• [What to work on]:
1. Reproduce the portion of the ranking schema documentation from "Key differences from" up to and including "to large pools." word for word.
2. Proceed with the ranking schema documentation, picking up immediately after its final line.

• [Excerpted passage]:
Ranking / Drag-and-Drop
The ranking schema lets annotators reorder a list of items by dragging them into their preferred sequence. Unlike Best-Worst Scaling which samples from a pool, ranking presents all candidate items simultaneously and elicits a complete ordering. This is suitable when the full item set is small enough to compare holistically (typically 3–8 items).
Overview
Annotators see a vertical list of items with drag handles. They reorder the list from best (top) to worst (bottom) by dragging items to their desired position. Optionally, items at equal rank can be grouped as ties.
Key differences from Best-Worst Scaling:
| Feature | Ranking | BWS |
|---|---|---|
| Items per annotation | All at once | Subset (tuple) |
| Suitable pool size | 3–8 items | Any size |
| Ties allowed | Optional | No |
| Output | Complete order | Best/worst pair |
| Annotation effort | Higher | Lower |
Research Basis
- Kiritchenko, S., & Mohammad, S. M. (2017). "Best-Worst Scaling More Reliable than Rating Scales: A Case Study on Sentiment Intensity Annotation." ACL 2017. Compares full ranking, BWS, and rating scales; full ranking is reliable for small item sets but does not scale to large pools.
- Thurstone, L. L. (1927). "A Law of Comparative Judgment." Psychological Review 34(4). Foundational comparative judgment theory underlying ranking and paired comparison methods.
Configuration
Options
| Option | Default | Description |
|---|---|---|
annotation_type |
— | Must be ranking |
name |
— | Schema identifier (required) |
description |
— | Task instruction |
labels |
— | List of item names to rank (required, minimum 2) |
allow_ties |
false |
Allow annotators to place items at equal rank |
items_key |
null |
Data field containing dynamic items (overrides labels) |
sequential_key_binding |
false |
Enable keyboard shortcut reordering |
label_requirement.required |
false |
Require a complete ranking before proceeding |
YAML Example — Static Item List
annotation_schemes:
- annotation_type: ranking
name: response_quality
description: "Drag the responses to rank them from best (top) to worst (bottom)."

Entries from a pointing dataset
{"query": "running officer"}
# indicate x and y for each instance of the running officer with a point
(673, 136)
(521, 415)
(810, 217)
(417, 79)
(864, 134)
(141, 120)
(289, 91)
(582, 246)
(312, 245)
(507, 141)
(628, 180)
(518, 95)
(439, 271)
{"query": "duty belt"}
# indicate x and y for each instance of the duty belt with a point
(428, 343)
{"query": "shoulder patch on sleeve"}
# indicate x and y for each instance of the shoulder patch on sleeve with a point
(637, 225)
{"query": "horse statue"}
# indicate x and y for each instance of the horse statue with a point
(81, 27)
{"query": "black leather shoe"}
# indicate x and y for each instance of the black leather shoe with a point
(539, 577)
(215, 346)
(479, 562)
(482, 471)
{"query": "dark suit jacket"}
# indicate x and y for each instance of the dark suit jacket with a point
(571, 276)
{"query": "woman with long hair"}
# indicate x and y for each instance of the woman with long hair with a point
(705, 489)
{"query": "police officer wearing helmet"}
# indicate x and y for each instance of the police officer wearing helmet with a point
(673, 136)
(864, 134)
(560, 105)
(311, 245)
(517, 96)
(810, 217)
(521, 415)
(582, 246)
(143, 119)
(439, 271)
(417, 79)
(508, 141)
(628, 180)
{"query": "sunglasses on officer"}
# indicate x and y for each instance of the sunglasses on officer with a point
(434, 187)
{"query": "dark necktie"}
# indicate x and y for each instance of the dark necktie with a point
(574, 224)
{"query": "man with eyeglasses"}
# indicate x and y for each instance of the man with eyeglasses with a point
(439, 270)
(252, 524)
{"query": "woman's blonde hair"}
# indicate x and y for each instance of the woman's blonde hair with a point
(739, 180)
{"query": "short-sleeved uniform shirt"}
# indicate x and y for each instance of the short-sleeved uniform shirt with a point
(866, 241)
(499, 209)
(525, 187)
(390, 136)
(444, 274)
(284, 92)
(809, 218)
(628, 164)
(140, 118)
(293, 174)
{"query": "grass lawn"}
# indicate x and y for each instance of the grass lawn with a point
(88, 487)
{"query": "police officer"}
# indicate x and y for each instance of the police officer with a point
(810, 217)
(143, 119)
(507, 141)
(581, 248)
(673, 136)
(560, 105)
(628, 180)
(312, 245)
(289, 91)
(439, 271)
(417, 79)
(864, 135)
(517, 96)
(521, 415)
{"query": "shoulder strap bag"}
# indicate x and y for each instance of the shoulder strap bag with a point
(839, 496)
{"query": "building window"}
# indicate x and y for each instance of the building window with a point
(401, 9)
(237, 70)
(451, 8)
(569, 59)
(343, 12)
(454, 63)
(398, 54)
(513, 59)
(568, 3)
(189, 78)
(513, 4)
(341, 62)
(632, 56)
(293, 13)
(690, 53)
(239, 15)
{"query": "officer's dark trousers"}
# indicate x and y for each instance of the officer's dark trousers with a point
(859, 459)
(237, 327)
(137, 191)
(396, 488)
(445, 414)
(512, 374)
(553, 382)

• [Final results]:
1.
Key differences from Best-Worst Scaling:
| Feature | Ranking | BWS |
|---|---|---|
| Items per annotation | All at once | Subset (tuple) |
| Suitable pool size | 3–8 items | Any size |
| Ties allowed | Optional | No |
| Output | Complete order | Best/worst pair |
| Annotation effort | Higher | Lower |
Research Basis
- Kiritchenko, S., & Mohammad, S. M. (2017). "Best-Worst Scaling More Reliable than Rating Scales: A Case Study on Sentiment Intensity Annotation." ACL 2017. Compares full ranking, BWS, and rating scales; full ranking is reliable for small item sets but does not scale to large pools.

2.
allow_ties: false
labels:
- Response A
- Response B
- Response C
- Response D
label_requirement:
required: true
YAML Example — Dynamic Items from Data
When the items to rank come from the instance data (different items per row):
annotation_schemes:
- annotation_type: ranking
name: translation_rank
description: "Rank these machine translations from most to least fluent."
items_key: translations
allow_ties: true
With corresponding data:
{"id": "t001", "source": "The cat sat on the mat.", "translations": ["Le chat était assis sur le tapis.", "Le chat s'est assis sur le tapis.", "Chat sur tapis."]}
Ties Configuration
annotation_schemes:
- annotation_type: ranking
name: summary_quality
description: "Rank these summaries. Use the tie button to group equally good summaries."
allow_ties: true
labels:
- Summary A
- Summary B
- Summary C
Output Format
The final rank order is stored as a comma-separated string of item identifiers, from rank 1 (best) to rank N (worst):
{
"response_quality": {
"rank_order": "B,D,A,C"
}
}
When ties are enabled, tied items are grouped with a = separator:
{
"response_quality": {
"rank_order": "B,D=A,C"
}
}
This means B is ranked 1st, D and A are tied at 2nd, and C is ranked 4th.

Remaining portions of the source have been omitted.